### EXERCISE REQUIREMENTS
Please copy the rows below, putting "grasp planner" in place of "pick planner" and changing nothing else. Omit the pictures from your copy.

### EXERCISE INPUT
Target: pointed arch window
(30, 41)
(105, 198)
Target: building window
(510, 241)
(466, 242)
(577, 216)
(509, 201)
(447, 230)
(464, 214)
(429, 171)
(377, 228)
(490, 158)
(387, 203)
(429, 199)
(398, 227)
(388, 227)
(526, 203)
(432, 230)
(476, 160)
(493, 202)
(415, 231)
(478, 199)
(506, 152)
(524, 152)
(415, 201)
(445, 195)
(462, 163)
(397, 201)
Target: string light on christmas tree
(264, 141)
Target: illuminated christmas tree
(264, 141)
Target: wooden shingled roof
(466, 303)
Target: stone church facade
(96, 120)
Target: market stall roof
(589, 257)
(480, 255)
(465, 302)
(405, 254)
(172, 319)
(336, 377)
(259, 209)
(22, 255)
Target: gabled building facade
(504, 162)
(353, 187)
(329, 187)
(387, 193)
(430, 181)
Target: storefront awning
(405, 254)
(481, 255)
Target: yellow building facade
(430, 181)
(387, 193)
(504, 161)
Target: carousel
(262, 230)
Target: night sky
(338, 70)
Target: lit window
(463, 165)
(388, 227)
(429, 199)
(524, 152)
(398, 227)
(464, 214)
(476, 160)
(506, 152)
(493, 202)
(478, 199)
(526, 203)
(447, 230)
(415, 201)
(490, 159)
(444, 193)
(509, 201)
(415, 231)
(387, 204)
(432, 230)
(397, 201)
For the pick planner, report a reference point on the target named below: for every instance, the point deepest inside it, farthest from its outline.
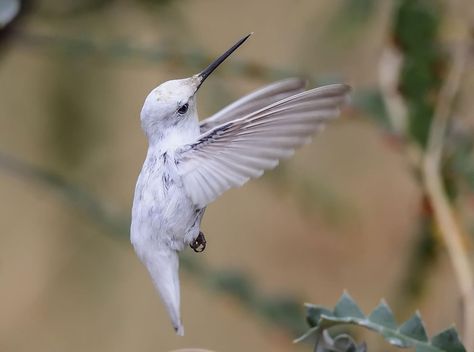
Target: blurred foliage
(9, 9)
(411, 334)
(414, 31)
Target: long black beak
(208, 70)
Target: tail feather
(163, 267)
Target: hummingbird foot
(199, 244)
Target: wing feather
(254, 101)
(232, 152)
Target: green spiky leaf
(411, 334)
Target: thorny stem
(449, 228)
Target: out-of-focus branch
(448, 226)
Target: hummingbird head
(173, 103)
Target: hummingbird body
(190, 163)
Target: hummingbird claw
(199, 244)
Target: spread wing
(254, 101)
(230, 154)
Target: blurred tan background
(341, 214)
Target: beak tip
(207, 71)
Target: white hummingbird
(190, 163)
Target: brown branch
(444, 215)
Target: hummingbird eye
(183, 109)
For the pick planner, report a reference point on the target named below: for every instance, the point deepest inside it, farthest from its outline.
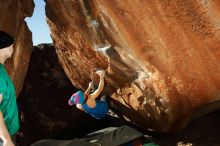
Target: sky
(38, 25)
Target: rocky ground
(46, 114)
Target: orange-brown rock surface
(163, 66)
(12, 15)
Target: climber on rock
(9, 121)
(89, 102)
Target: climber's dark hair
(6, 40)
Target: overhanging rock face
(163, 66)
(13, 13)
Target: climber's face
(7, 52)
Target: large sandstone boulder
(12, 15)
(163, 66)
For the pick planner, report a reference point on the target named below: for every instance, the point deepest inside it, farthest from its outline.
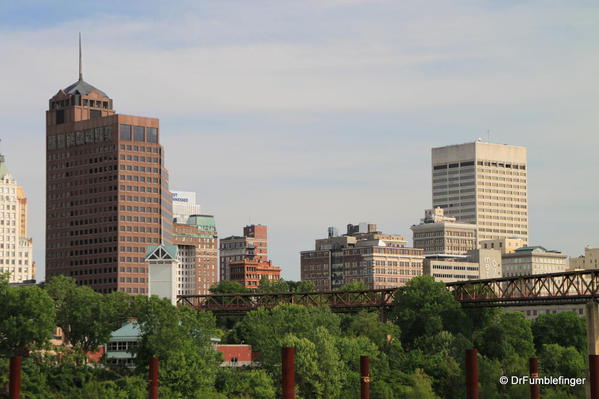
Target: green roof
(203, 222)
(172, 250)
(128, 332)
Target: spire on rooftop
(80, 65)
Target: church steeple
(79, 101)
(80, 63)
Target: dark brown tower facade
(107, 195)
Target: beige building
(253, 244)
(440, 234)
(16, 249)
(533, 260)
(363, 254)
(484, 184)
(507, 245)
(477, 264)
(590, 259)
(197, 244)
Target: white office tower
(184, 205)
(15, 247)
(484, 184)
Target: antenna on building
(80, 64)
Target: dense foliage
(417, 353)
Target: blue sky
(302, 115)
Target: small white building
(16, 250)
(120, 348)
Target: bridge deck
(539, 289)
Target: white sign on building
(184, 205)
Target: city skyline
(317, 152)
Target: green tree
(563, 328)
(357, 285)
(26, 319)
(181, 339)
(556, 360)
(367, 324)
(239, 384)
(264, 328)
(228, 287)
(509, 333)
(421, 387)
(86, 317)
(424, 307)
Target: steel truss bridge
(578, 287)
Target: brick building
(197, 240)
(254, 243)
(107, 195)
(363, 254)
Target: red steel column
(364, 377)
(14, 383)
(471, 373)
(288, 368)
(594, 375)
(535, 389)
(153, 378)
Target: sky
(306, 114)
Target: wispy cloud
(305, 114)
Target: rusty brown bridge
(578, 287)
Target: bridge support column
(288, 372)
(592, 310)
(153, 377)
(14, 381)
(364, 377)
(471, 373)
(535, 389)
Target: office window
(152, 135)
(138, 133)
(125, 132)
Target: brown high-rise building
(364, 254)
(107, 195)
(254, 244)
(197, 243)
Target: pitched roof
(162, 251)
(128, 331)
(82, 87)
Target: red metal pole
(471, 373)
(288, 365)
(594, 375)
(535, 389)
(364, 377)
(14, 383)
(153, 378)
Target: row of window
(80, 137)
(138, 133)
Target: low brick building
(363, 254)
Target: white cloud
(308, 115)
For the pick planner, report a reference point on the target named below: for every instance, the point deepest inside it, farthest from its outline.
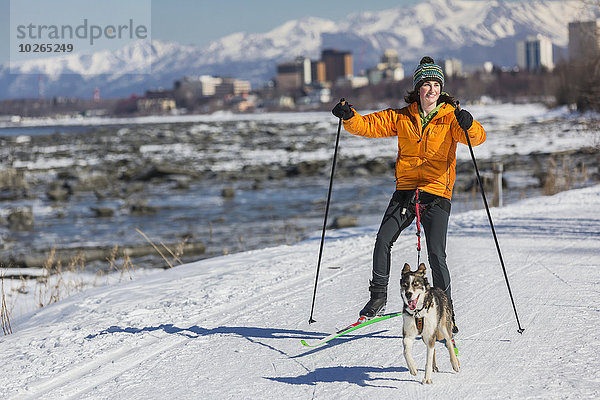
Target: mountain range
(472, 31)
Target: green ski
(357, 325)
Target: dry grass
(58, 281)
(563, 175)
(4, 313)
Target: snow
(230, 327)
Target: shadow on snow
(361, 376)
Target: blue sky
(200, 22)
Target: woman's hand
(464, 118)
(343, 110)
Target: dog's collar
(415, 311)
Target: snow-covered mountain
(473, 31)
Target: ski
(362, 322)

### FINISHED EXERCISE
Target: pointed arch window
(30, 41)
(105, 198)
Target: building window
(510, 241)
(466, 242)
(577, 216)
(509, 201)
(447, 230)
(464, 214)
(429, 171)
(377, 228)
(490, 158)
(387, 203)
(429, 199)
(398, 227)
(388, 227)
(526, 203)
(432, 230)
(476, 160)
(493, 202)
(415, 231)
(478, 199)
(506, 152)
(524, 152)
(415, 201)
(445, 195)
(462, 163)
(397, 201)
Target: string light on christmas tree
(264, 141)
Target: illuminated christmas tree
(264, 141)
Target: wooden shingled roof
(466, 303)
Target: stone church facade
(96, 120)
Target: market stall roof
(589, 257)
(480, 255)
(465, 302)
(405, 254)
(172, 319)
(336, 377)
(259, 209)
(22, 255)
Target: gabled building facade
(504, 162)
(353, 187)
(329, 187)
(387, 193)
(430, 181)
Target: storefront awning
(405, 254)
(481, 255)
Target: yellow building facade
(430, 181)
(387, 193)
(504, 161)
Target: carousel
(262, 230)
Target: night sky
(338, 70)
Target: lit window
(463, 165)
(388, 227)
(429, 199)
(524, 152)
(398, 227)
(464, 214)
(476, 160)
(506, 152)
(493, 202)
(478, 199)
(526, 203)
(447, 230)
(415, 201)
(490, 159)
(444, 193)
(509, 201)
(415, 231)
(387, 204)
(432, 230)
(397, 201)
For the grasp planner, report a reference point on the target named below: for every instance, the point deepest inside it, farthest from its outline.
Target: blurred foliage
(9, 9)
(411, 334)
(414, 31)
Target: long black beak
(208, 70)
Target: tail feather
(163, 267)
Target: hummingbird foot
(199, 244)
Target: wing feather
(254, 101)
(232, 152)
Target: green spiky leaf
(411, 334)
Target: thorny stem
(449, 228)
Target: out-of-focus branch
(448, 226)
Target: hummingbird head
(173, 103)
Target: hummingbird body
(190, 163)
Target: hummingbird claw
(199, 244)
Target: spread wing
(254, 101)
(230, 154)
Target: blurred tan background
(341, 214)
Target: beak tip
(207, 71)
Target: white hummingbird
(190, 163)
Target: brown branch
(444, 215)
Target: hummingbird eye
(183, 109)
For the grasp planner, report a reference point on the target named below: for every instance, the point deepest inside it, farthest from its outline.
Target: sky
(38, 25)
Target: rocky ground
(46, 114)
Target: orange-brown rock surface
(163, 66)
(12, 15)
Target: climber on rock
(9, 121)
(89, 102)
Target: climber's dark hair
(6, 40)
Target: overhanging rock face
(163, 66)
(13, 13)
Target: climber's face
(7, 52)
Target: large sandstone boulder
(12, 15)
(163, 66)
For the grasp planner, report a reference point on the target named below: for every instance, the point deepest inside it, farthest from its outline.
Target: green roof
(203, 222)
(172, 250)
(128, 332)
Target: spire on rooftop
(80, 65)
Target: church steeple
(79, 101)
(80, 63)
Target: dark brown tower facade
(107, 195)
Target: beige building
(253, 244)
(440, 234)
(16, 249)
(533, 260)
(363, 254)
(484, 184)
(507, 245)
(477, 264)
(590, 259)
(197, 244)
Target: white office tower
(184, 205)
(15, 247)
(484, 184)
Target: antenna on building
(80, 64)
Target: dense foliage
(417, 353)
Target: blue sky
(302, 115)
Target: small white building
(16, 250)
(120, 348)
Target: bridge deck
(539, 289)
Target: white sign on building
(184, 205)
Target: city skyline
(317, 152)
Target: green tree
(563, 328)
(357, 285)
(26, 319)
(181, 339)
(556, 360)
(367, 324)
(239, 384)
(264, 328)
(228, 287)
(509, 333)
(421, 387)
(86, 317)
(424, 307)
Target: steel truss bridge
(578, 287)
Target: brick building
(197, 240)
(254, 243)
(107, 195)
(363, 254)
Target: red steel column
(364, 377)
(14, 383)
(471, 373)
(288, 368)
(594, 375)
(535, 389)
(153, 378)
Target: sky
(306, 114)
Target: wispy cloud
(305, 114)
Target: rusty brown bridge
(578, 287)
Target: bridge support column
(288, 372)
(592, 310)
(153, 377)
(14, 381)
(364, 377)
(471, 373)
(535, 389)
Target: office window
(152, 135)
(138, 133)
(125, 132)
Target: brown high-rise building
(364, 254)
(107, 195)
(254, 244)
(197, 243)
Target: pitched roof
(162, 251)
(128, 331)
(82, 87)
Target: red metal pole
(471, 373)
(288, 365)
(594, 375)
(535, 389)
(364, 377)
(14, 383)
(153, 378)
Target: row of window
(80, 137)
(138, 133)
Target: low brick building
(363, 254)
Target: white cloud
(308, 115)
For the grasp planner, report a reference point on the target named below: for every instance, the point deepest inside it, farthest from its outline.
Target: mountain range
(472, 31)
Target: green ski
(357, 325)
Target: dry grass
(58, 281)
(563, 175)
(4, 313)
Target: snow
(230, 327)
Target: shadow on snow
(361, 376)
Target: blue sky
(200, 22)
Target: woman's hand
(464, 118)
(343, 110)
Target: dog's collar
(415, 311)
Target: snow-covered mountain
(473, 31)
Target: ski
(362, 322)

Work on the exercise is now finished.